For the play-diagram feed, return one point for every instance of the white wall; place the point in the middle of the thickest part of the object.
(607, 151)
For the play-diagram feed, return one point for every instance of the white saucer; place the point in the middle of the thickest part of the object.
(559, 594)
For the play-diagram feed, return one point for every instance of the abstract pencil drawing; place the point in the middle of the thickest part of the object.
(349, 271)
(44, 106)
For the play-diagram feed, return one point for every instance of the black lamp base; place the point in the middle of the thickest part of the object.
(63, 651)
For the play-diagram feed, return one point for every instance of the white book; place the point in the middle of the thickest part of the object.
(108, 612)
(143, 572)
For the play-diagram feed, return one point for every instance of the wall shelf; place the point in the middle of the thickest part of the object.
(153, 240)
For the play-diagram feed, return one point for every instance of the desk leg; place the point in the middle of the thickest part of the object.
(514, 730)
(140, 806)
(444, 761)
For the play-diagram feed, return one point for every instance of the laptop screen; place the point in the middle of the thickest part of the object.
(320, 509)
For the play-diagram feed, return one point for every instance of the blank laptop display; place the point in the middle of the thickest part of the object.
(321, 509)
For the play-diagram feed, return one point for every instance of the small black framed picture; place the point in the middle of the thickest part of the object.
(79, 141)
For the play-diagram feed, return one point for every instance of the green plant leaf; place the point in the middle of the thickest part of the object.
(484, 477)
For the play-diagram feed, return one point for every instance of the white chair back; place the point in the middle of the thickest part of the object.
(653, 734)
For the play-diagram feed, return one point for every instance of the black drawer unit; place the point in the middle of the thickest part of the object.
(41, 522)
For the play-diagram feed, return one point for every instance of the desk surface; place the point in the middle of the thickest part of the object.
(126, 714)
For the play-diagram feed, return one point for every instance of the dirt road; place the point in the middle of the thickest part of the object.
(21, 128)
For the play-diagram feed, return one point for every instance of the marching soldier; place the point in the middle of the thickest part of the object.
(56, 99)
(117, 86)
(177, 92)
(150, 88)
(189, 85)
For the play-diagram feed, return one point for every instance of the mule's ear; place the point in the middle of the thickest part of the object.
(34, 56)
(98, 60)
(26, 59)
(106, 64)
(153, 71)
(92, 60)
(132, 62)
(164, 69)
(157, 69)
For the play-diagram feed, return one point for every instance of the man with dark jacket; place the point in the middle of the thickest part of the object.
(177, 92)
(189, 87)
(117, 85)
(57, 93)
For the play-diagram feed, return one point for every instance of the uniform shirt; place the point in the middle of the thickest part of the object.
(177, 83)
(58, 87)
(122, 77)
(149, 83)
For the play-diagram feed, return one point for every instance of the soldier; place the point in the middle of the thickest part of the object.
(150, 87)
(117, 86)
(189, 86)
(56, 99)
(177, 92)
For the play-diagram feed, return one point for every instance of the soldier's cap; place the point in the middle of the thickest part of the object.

Exercise goal: Once more, set down the full listing, verbatim.

The answer:
For the play-diagram feed, return one point for every instance of the white wall; place the point in the middle of the thickest part of the object.
(607, 151)
For the play-diagram feed, return one point for every instance of the white saucer; place the point in the middle of the thickest part of the object.
(559, 594)
For the play-diagram feed, return one point for every instance of the abstract pencil drawing; place the point in the middle of the thickest part of the object.
(349, 271)
(44, 106)
For the play-diagram feed, return one point for every instance of the black lamp base; place the point in the middle of the thickest part of the object.
(63, 651)
For the play-diagram feed, return one point for every instance of the white book; place the point in the middle of the thickest part of the object.
(108, 612)
(143, 572)
For the play-diagram feed, return one point for every instance of the wall shelf; place the point in the middle of the thickest part of the object.
(153, 240)
For the play-diagram feed, return one point for every instance of the desk leg; place the point in the middle of the thickest part of the object.
(514, 730)
(140, 806)
(444, 761)
For the play-diagram feed, return one point for every instance of the laptop screen; place the point in the middle of the thickest part of the object.
(320, 509)
For the play-diagram feed, return one point for every instance of the blank laptop display; place the point in the middle of the thickest part of the object.
(321, 509)
For the play-diagram feed, return one point for every instance of the small black framed picture; place the point in the middle of the thickest part of the object.
(79, 141)
For the play-diagram feed, return one point for every instance of the green plant leaf; place the point in the middle of the thickest part of the object.
(484, 477)
For the play-diagram feed, return one point for every instance of the white chair back; place the point in the middle of the thickest part of the object.
(653, 734)
For the play-diagram feed, return one point for every instance of the black drawer unit; place the point in the middle of the thickest part of the object.
(41, 522)
For the play-diagram feed, return one point for every instance of the desk surface; place the point in the middle of the thickest part of the object.
(126, 714)
For the play-diagram feed, return one point for every instance of the dirt road; place the point in the middle of the thickest part of the object.
(21, 128)
For the play-diagram feed, return one point for every instance of the marching soldier; place the point in the middle of the thickest part of the object.
(56, 99)
(117, 86)
(177, 92)
(150, 88)
(189, 85)
For the play-diagram feed, return one point for every instance of the mule's ear; place the point in the middle of the thickest part of the object.
(34, 56)
(98, 60)
(26, 59)
(106, 64)
(153, 71)
(92, 60)
(132, 62)
(164, 69)
(157, 69)
For the play-diagram feed, return one point for every instance of the man with dark jacket; place the point in the middle of the thickest part of the object.
(177, 92)
(189, 87)
(117, 85)
(57, 93)
For the play-diagram feed, return one point for every instance of the uniform shirt; place the point in the middle of the thickest part of the object.
(177, 83)
(58, 87)
(122, 77)
(149, 83)
For the play-diagram feed, return one point for every instance of the soldier; place the point in the middle of the thickest part of the object.
(150, 87)
(117, 86)
(189, 86)
(56, 99)
(177, 92)
For the play-diagram feed, return one point for every instance of the soldier's cap; place the point in the middle of the thickest part of the object.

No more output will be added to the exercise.